START Task data
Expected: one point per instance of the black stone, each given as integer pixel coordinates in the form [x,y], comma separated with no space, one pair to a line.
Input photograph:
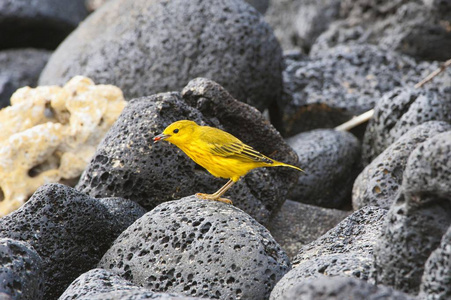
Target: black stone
[69,230]
[21,271]
[147,47]
[320,152]
[198,248]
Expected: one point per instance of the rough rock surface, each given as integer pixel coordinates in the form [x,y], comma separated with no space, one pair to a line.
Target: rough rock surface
[347,81]
[127,163]
[69,230]
[38,24]
[345,250]
[18,68]
[102,284]
[198,248]
[297,224]
[147,47]
[400,110]
[21,272]
[49,134]
[419,218]
[320,152]
[409,27]
[331,288]
[381,180]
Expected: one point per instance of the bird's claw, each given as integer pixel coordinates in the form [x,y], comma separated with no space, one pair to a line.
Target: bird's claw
[213,198]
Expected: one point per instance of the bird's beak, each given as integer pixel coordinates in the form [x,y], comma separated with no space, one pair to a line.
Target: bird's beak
[160,137]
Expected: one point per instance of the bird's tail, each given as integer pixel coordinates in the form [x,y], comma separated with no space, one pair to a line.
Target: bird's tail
[281,164]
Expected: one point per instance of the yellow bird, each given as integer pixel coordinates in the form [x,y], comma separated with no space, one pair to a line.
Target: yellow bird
[222,154]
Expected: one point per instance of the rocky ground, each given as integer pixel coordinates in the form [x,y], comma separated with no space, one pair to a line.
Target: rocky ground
[370,218]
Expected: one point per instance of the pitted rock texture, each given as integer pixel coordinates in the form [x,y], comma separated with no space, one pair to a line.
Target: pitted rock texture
[296,224]
[198,248]
[345,250]
[21,271]
[436,280]
[332,288]
[224,40]
[69,230]
[400,110]
[409,27]
[320,152]
[381,180]
[127,163]
[347,80]
[101,284]
[18,68]
[38,24]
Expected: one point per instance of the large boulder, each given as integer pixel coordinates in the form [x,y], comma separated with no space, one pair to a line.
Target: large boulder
[147,47]
[198,248]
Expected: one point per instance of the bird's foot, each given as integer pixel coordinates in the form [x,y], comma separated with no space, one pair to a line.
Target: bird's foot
[213,198]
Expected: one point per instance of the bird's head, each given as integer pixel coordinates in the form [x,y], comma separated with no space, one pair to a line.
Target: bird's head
[178,132]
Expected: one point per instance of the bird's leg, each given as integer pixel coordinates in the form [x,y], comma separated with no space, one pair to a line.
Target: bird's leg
[217,196]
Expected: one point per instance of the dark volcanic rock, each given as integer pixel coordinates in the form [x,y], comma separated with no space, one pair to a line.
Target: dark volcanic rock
[101,284]
[198,248]
[296,224]
[21,271]
[400,110]
[127,163]
[18,68]
[345,250]
[436,280]
[69,230]
[147,47]
[381,180]
[38,24]
[347,81]
[332,288]
[320,152]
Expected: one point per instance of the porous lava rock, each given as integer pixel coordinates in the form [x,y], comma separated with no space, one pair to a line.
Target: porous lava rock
[381,180]
[419,218]
[345,250]
[127,164]
[147,47]
[21,271]
[198,248]
[320,152]
[69,230]
[336,287]
[38,24]
[346,81]
[408,27]
[400,110]
[101,284]
[18,68]
[296,224]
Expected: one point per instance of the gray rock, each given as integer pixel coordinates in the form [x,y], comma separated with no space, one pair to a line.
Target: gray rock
[436,280]
[381,180]
[18,68]
[153,173]
[400,110]
[346,81]
[331,288]
[345,250]
[320,152]
[296,224]
[147,47]
[38,24]
[21,271]
[69,230]
[198,248]
[410,27]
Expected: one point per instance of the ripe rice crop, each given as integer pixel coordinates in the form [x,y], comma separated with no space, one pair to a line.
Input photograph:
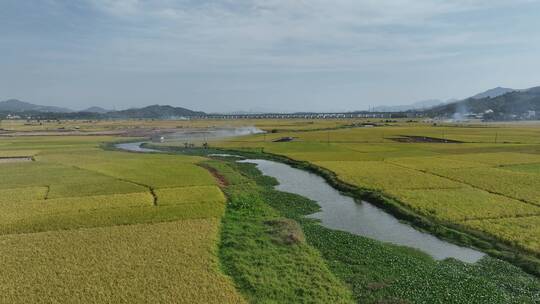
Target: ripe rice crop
[167,263]
[518,185]
[190,195]
[462,204]
[22,194]
[382,175]
[521,231]
[499,158]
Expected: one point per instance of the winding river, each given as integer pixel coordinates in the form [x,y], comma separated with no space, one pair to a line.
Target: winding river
[340,212]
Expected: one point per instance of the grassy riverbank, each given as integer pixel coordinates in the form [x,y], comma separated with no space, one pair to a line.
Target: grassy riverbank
[261,222]
[446,230]
[83,225]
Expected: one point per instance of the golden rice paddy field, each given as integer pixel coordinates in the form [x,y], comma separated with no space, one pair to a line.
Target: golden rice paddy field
[488,180]
[83,225]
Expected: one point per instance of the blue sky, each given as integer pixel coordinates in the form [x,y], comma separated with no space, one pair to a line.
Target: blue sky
[285,55]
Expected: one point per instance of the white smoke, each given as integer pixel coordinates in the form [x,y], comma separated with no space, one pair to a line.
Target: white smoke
[212,133]
[461,113]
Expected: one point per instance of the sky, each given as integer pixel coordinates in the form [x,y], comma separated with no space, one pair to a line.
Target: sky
[264,55]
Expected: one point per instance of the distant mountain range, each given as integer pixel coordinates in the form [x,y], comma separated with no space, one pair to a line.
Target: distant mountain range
[155,111]
[431,103]
[17,106]
[510,105]
[99,110]
[14,106]
[495,92]
[501,103]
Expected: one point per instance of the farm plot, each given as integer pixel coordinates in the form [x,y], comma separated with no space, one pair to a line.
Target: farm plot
END Task data
» What needs to be done
Nothing should appear in the answer except the lines above from the line with "Target: bird's head" through the line with "Expected: one point per instance of the porous", both included, written out exactly.

» Your solution
Target: bird's head
[178,132]
Expected: one point per instance of the bird's leg, each given as integer pixel coordinates in the form [x,y], comma separated with no space, one pair to a line.
Target: bird's leg
[217,196]
Expected: one point per instance of the dark volcanic rock, each given as integer pixel coordinates in the form [x,y], comma separated with no space, one pair to a line.
Target: dark volcanic rock
[101,284]
[198,248]
[296,224]
[21,271]
[400,110]
[127,163]
[18,68]
[345,250]
[436,280]
[69,230]
[147,47]
[381,180]
[38,24]
[347,81]
[332,288]
[320,152]
Expected: one point per instance of the porous lava rock, each given as integer pixel coordinates in the form [x,y], comma separated with no space, one pair to a line.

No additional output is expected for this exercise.